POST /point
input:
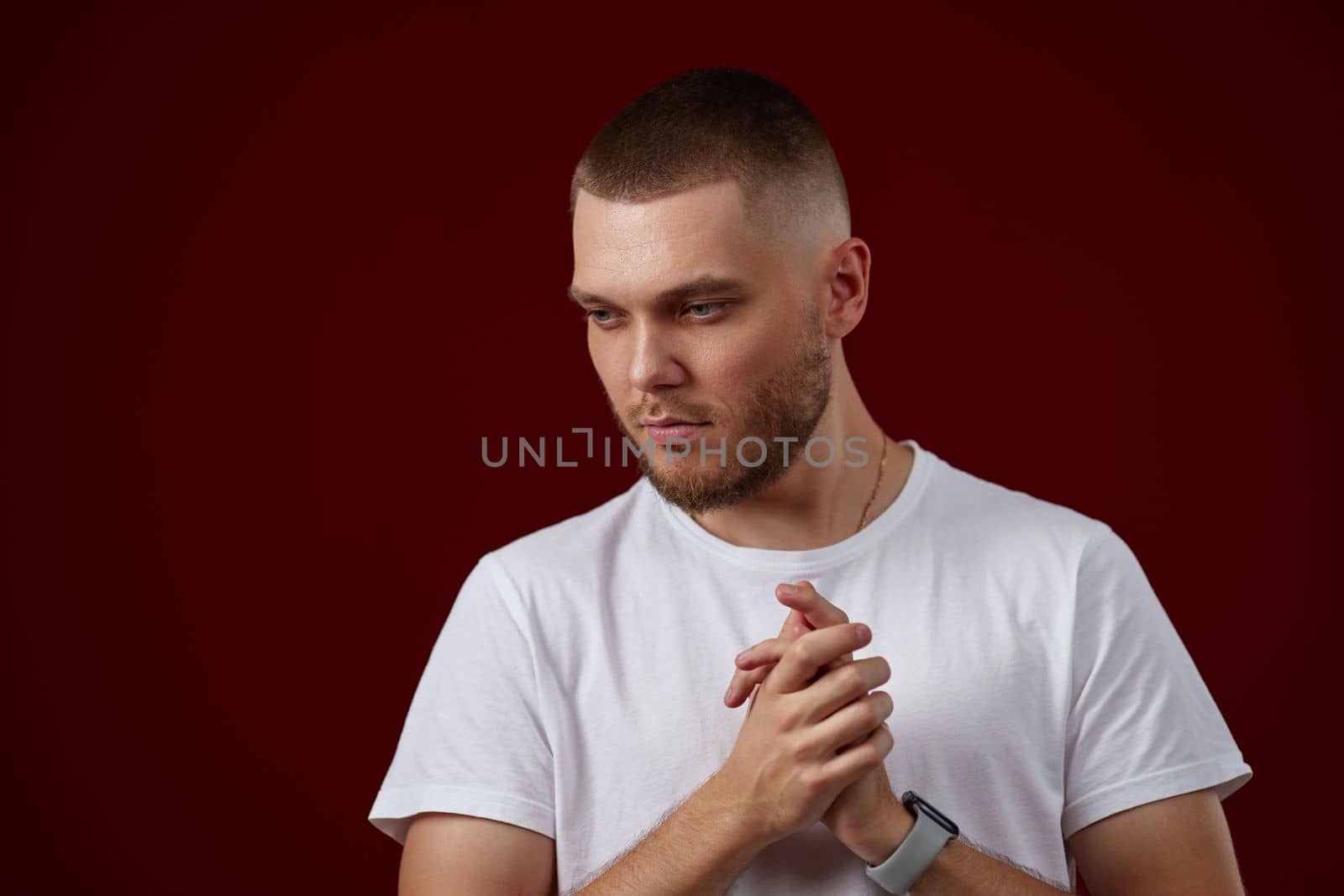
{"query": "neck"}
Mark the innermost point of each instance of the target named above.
(813, 506)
==============================
*CHALLENGE:*
Quote every line of the listing above verbatim, leaving out the pictures.

*WORKED ANSWER:*
POST /point
input:
{"query": "neck"}
Mark the innermost point of each instance of the target named above.
(813, 506)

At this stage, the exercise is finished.